### PROVIDED MATERIAL
○ ○ ○

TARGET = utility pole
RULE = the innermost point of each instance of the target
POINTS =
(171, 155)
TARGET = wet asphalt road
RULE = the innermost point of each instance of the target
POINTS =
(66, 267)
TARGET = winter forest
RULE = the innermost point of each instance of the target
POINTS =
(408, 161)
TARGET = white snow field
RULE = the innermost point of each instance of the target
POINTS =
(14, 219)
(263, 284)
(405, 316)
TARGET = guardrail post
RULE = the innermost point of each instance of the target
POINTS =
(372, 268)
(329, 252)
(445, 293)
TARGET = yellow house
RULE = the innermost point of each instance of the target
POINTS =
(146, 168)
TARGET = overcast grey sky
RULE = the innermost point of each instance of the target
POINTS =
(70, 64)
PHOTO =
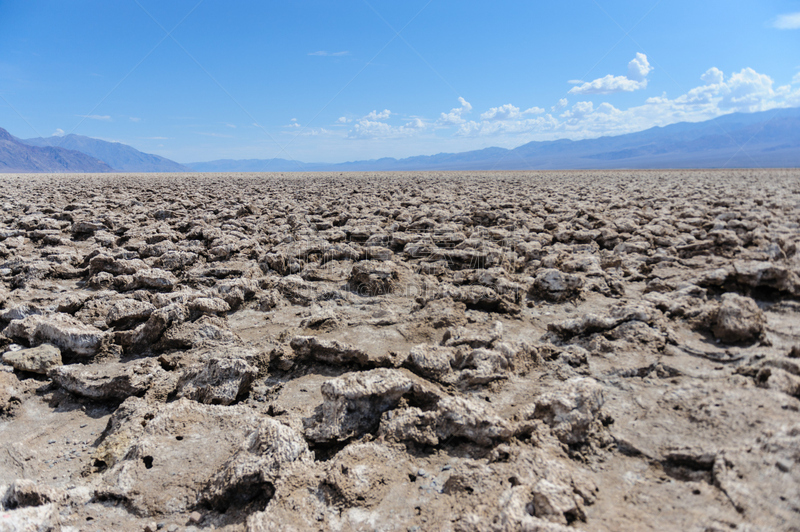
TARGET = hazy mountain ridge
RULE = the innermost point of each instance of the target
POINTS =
(764, 139)
(118, 156)
(16, 156)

○ ○ ○

Return all of the material above line for line, without changing anything, but leave out the pictures.

TARGET = utility pole
RULE = the innermost point of each instance of the target
POINTS =
(171, 155)
TARGET = wet asphalt road
RULE = the innermost point of each instance of the target
POINTS =
(66, 267)
TARGET = winter forest
RULE = the innermost point of each instance of the target
POINTS =
(408, 161)
TARGET = white snow field
RULE = the innermost point of each instance of the target
POINTS =
(14, 219)
(263, 284)
(405, 316)
TARGET = guardrail post
RULE = the innermost point of each instance of the target
POINTS =
(372, 268)
(329, 252)
(445, 293)
TARGET = yellow house
RULE = the innermost point of each instance of the target
POINTS =
(146, 168)
TARGET = overcast grey sky
RULE = the innermost point of each instance of the target
POINTS =
(70, 64)
PHOTO =
TARGET = hazy mountain ridge
RULE = the innermost point of each instance of the target
POINTS =
(764, 139)
(118, 156)
(16, 156)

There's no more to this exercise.